(DATA FOR PROCESSING):
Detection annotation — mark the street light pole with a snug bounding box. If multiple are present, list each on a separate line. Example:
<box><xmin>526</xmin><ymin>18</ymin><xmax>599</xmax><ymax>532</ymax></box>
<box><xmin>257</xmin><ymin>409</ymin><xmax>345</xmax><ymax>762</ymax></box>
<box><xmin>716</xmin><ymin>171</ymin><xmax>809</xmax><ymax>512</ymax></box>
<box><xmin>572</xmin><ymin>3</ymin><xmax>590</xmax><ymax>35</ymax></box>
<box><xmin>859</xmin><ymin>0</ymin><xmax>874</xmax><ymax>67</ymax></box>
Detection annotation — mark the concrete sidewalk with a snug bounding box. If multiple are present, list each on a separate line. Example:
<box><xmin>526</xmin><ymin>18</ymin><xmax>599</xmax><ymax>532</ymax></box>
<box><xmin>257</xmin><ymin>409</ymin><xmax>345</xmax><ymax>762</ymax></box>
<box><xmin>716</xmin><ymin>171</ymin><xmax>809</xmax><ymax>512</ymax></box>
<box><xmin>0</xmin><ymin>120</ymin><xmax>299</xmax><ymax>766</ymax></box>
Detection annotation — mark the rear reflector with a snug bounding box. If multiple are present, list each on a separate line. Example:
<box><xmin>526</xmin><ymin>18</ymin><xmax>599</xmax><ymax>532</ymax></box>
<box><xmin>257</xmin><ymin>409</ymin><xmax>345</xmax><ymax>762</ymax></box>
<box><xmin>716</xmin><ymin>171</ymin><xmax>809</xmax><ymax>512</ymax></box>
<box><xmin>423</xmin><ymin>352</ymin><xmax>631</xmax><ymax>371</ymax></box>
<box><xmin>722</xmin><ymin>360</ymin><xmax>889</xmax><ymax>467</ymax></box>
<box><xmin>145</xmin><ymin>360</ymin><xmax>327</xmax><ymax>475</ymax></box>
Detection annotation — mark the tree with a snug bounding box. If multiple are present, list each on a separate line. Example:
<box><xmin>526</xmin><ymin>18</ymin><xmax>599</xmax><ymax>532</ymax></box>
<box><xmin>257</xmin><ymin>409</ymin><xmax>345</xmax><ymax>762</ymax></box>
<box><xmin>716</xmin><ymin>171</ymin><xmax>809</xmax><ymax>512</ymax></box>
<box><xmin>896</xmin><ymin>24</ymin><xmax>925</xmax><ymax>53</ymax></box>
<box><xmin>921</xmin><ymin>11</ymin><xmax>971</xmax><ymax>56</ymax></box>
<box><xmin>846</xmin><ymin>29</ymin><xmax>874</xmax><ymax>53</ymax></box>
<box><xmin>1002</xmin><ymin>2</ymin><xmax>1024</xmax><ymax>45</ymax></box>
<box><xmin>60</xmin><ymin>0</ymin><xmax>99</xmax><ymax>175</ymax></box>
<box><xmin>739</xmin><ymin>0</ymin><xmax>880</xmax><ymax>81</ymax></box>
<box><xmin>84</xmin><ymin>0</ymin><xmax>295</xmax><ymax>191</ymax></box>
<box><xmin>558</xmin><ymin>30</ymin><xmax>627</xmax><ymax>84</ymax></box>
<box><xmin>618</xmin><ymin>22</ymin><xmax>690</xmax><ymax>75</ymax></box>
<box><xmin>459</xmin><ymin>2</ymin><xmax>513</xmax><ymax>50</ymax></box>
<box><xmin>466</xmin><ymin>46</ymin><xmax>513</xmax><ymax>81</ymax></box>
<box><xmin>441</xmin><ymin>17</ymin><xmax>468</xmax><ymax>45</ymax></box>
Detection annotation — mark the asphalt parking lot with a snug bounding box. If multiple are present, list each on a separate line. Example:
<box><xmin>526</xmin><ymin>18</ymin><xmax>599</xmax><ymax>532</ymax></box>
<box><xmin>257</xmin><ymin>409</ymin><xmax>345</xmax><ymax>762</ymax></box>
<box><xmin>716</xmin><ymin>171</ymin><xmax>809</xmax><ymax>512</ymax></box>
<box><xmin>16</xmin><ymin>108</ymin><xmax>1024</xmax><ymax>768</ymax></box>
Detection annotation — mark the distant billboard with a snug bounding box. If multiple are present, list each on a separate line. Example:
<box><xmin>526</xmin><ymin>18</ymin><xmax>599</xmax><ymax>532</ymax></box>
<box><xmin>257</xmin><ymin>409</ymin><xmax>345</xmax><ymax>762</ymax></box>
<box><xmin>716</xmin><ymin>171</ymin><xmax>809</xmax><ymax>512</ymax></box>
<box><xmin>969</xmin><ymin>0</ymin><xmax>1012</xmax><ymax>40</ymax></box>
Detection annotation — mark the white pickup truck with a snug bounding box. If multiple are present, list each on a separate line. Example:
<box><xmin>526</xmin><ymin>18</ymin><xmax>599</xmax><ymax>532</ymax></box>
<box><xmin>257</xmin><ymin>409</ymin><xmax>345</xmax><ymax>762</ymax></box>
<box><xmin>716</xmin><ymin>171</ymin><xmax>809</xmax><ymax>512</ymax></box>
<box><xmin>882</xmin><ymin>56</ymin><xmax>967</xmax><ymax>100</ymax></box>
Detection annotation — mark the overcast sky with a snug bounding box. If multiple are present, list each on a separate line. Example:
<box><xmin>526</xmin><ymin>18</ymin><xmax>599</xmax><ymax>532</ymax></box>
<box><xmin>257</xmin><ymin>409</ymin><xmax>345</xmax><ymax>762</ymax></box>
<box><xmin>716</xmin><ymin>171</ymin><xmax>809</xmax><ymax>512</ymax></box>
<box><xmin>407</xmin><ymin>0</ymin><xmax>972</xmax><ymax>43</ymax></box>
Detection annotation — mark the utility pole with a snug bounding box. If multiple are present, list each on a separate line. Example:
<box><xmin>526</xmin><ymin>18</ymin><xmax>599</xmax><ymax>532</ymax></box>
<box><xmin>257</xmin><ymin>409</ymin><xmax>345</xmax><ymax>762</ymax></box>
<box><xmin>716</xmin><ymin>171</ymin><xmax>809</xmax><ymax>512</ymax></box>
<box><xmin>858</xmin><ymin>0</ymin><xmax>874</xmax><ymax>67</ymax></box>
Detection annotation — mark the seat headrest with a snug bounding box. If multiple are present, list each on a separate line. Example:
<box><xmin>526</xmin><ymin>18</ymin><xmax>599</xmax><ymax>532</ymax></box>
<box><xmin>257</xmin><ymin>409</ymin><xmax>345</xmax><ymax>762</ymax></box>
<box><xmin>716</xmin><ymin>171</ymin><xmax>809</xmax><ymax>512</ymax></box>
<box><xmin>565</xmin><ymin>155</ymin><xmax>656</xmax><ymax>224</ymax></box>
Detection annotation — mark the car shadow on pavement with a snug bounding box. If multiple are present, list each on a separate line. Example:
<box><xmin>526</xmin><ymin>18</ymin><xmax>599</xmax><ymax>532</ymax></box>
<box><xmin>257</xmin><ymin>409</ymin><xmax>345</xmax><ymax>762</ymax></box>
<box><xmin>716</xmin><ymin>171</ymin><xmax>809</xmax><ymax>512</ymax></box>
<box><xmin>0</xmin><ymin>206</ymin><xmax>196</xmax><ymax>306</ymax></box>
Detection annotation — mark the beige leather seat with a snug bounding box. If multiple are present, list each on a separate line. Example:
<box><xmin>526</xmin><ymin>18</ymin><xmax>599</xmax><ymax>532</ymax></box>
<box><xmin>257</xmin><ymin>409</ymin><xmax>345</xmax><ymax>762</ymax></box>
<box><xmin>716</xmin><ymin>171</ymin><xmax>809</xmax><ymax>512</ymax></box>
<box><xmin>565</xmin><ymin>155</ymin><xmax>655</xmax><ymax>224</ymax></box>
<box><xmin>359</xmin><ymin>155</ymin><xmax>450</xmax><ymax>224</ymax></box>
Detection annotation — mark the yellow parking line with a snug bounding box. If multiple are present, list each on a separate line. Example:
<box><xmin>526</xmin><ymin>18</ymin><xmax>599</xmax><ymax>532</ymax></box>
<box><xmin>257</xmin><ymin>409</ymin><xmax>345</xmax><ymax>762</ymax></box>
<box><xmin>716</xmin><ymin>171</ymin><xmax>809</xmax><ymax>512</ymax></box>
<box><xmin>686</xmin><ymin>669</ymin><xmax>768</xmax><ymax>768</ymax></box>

(AIM OF THE EXERCISE): Copy exactly the lines of the listing above, beginning at the line with "Detection annotation — mark the seat" and ending at its final line; write out nothing else.

(THE RESULT):
Detection annotation — mark the seat headrest with a snug bounding box. If multiple are present, list each on a separate line. Example:
<box><xmin>526</xmin><ymin>18</ymin><xmax>599</xmax><ymax>532</ymax></box>
<box><xmin>257</xmin><ymin>409</ymin><xmax>345</xmax><ymax>762</ymax></box>
<box><xmin>716</xmin><ymin>171</ymin><xmax>809</xmax><ymax>512</ymax></box>
<box><xmin>565</xmin><ymin>155</ymin><xmax>656</xmax><ymax>224</ymax></box>
Detection annotation — mark the car shadow on pavement with a snug bounding box. If multiple are present, list each on a separate line. Example:
<box><xmin>526</xmin><ymin>18</ymin><xmax>599</xmax><ymax>532</ymax></box>
<box><xmin>257</xmin><ymin>409</ymin><xmax>345</xmax><ymax>762</ymax></box>
<box><xmin>716</xmin><ymin>171</ymin><xmax>809</xmax><ymax>512</ymax></box>
<box><xmin>0</xmin><ymin>206</ymin><xmax>196</xmax><ymax>306</ymax></box>
Detection annotation — mark the beige leather seat with a snug bounding box. If multiple are present, list each on a separate line. Example:
<box><xmin>526</xmin><ymin>18</ymin><xmax>599</xmax><ymax>532</ymax></box>
<box><xmin>257</xmin><ymin>409</ymin><xmax>345</xmax><ymax>762</ymax></box>
<box><xmin>716</xmin><ymin>171</ymin><xmax>809</xmax><ymax>512</ymax></box>
<box><xmin>565</xmin><ymin>155</ymin><xmax>655</xmax><ymax>224</ymax></box>
<box><xmin>359</xmin><ymin>155</ymin><xmax>450</xmax><ymax>224</ymax></box>
Detection annotation — mark the yellow parking line with a snug bounding box. If multiple are present, list each on a separate line. Example:
<box><xmin>526</xmin><ymin>18</ymin><xmax>599</xmax><ymax>532</ymax></box>
<box><xmin>257</xmin><ymin>409</ymin><xmax>345</xmax><ymax>762</ymax></box>
<box><xmin>716</xmin><ymin>171</ymin><xmax>809</xmax><ymax>512</ymax></box>
<box><xmin>686</xmin><ymin>669</ymin><xmax>768</xmax><ymax>768</ymax></box>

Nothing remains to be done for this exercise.